## Page extract
--------

Boost logo

Boost :

From: Daryle Walker (darylew_at_[hidden])
Date: 2000-08-22 01:19:09


on 8/18/00 9:37 PM, Karl Nelson at kenelson_at_[hidden] wrote:

> With the recent conversion of gtk+ to UTF-8 for i18n issues, I have been
> writing some classes to assist in use of C++ libraries. (As I am the
> maintainer of Gtk-- the C++ bindings for gtk+.) The issue specifically is that
> streams do not work well for i18n.
>
> Streams have a bad tendency to cause pieces by breaking up text. This presents
> a problem for translation as phrases often must be translated as one unit with
> gettext. Further, the use of a stream fixes the order of which variables
> will be displayed which makes translation extremely awkward for languages
> where the order does not match that of the original program. As a result most
> codes which are designed for i18n can't use streams.
[SNIP]

The fact that you're reading UTF-8 has nothing to do with your real problem:
how to print messages such that the programming takes international
differences in order into account. As plenty of people have responded about
the real problem, I'm going to discuss the UTF-8 situation.

--------

(Object pointing dataset rows)
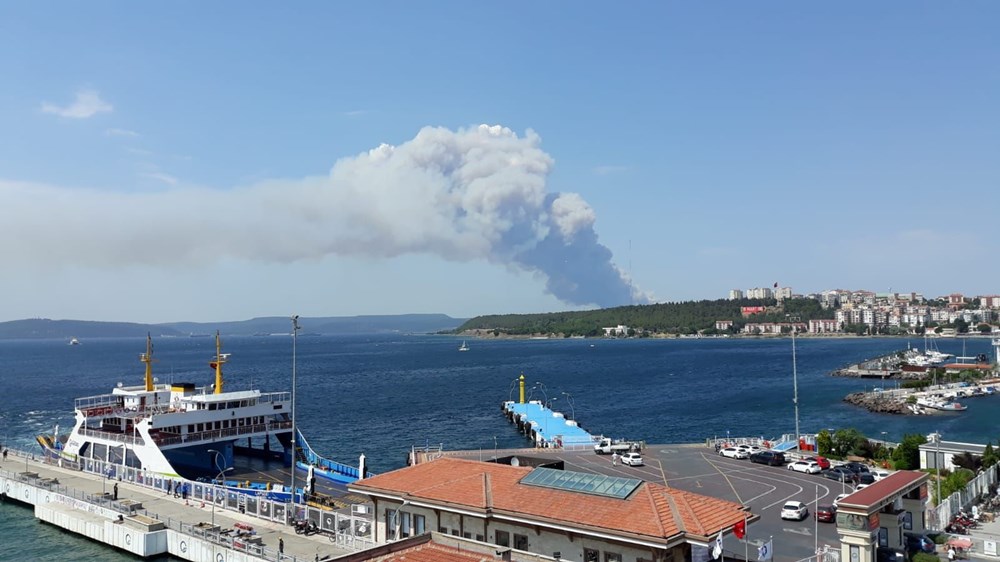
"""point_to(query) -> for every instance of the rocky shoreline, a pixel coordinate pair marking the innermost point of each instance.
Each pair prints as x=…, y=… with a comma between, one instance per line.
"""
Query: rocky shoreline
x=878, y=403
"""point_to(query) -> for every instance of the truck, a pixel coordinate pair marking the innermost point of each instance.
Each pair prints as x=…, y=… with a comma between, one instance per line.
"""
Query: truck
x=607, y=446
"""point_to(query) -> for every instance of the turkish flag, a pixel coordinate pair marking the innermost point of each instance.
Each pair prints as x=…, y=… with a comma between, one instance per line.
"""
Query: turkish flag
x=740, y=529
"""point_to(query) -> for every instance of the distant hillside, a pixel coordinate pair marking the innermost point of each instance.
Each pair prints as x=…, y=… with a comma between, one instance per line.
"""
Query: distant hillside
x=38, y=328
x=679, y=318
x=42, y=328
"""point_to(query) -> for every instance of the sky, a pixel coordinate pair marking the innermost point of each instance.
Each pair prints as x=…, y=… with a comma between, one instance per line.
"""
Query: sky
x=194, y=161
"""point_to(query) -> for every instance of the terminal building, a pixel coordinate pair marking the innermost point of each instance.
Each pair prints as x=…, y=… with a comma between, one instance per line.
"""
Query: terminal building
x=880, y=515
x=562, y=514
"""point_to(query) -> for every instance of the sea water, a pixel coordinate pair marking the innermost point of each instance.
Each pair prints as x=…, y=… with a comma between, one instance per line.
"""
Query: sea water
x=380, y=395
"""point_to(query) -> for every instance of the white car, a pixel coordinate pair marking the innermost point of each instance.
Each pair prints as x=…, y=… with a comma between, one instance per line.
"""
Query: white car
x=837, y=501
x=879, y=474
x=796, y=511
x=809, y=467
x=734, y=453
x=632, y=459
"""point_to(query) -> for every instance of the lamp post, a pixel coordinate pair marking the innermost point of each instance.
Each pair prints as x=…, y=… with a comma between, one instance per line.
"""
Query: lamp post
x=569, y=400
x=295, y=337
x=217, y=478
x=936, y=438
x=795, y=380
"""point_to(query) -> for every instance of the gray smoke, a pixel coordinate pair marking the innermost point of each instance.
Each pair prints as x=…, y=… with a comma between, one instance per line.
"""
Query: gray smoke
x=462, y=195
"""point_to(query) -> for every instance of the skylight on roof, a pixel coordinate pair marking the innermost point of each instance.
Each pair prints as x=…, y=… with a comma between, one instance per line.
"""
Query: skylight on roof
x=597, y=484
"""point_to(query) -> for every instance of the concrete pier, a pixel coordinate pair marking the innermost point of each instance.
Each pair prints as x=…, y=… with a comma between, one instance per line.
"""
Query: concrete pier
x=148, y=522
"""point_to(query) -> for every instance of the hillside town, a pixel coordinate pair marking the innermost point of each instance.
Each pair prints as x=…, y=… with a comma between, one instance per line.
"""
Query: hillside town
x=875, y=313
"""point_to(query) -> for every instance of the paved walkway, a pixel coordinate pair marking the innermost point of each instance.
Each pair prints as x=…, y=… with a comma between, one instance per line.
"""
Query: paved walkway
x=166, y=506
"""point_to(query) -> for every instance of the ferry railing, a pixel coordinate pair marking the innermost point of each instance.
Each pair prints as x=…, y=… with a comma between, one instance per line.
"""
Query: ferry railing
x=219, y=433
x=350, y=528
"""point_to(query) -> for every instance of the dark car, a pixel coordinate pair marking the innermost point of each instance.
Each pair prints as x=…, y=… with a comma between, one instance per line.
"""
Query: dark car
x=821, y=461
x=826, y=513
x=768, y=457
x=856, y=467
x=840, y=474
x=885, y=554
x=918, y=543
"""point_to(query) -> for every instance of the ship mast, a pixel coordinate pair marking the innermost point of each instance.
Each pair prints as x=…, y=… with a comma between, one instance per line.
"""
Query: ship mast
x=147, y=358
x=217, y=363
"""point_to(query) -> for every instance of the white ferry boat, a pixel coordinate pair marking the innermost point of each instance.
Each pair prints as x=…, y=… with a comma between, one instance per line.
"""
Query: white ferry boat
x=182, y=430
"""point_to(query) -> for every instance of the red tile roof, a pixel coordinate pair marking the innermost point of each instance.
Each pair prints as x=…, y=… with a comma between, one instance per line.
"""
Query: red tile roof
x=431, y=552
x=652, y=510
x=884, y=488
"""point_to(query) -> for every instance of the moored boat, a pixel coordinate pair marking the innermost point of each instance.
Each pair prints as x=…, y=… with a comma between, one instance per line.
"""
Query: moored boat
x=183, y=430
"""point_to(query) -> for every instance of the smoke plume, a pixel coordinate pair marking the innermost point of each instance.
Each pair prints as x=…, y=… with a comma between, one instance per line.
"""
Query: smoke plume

--------

## Exercise instructions
(1) Could you reproduce word for word the part of the mailing list message from "The fact that" to "the UTF-8 situation."?
(2) In the mailing list message, what does Karl Nelson say he is the maintainer of?
This data is separate material, unrelated to the mailing list message.

## Solutions per task
(1)
The fact that you're reading UTF-8 has nothing to do with your real problem:
how to print messages such that the programming takes international
differences in order into account. As plenty of people have responded about
the real problem, I'm going to discuss the UTF-8 situation.

(2) Gtk--, the C++ bindings for gtk+.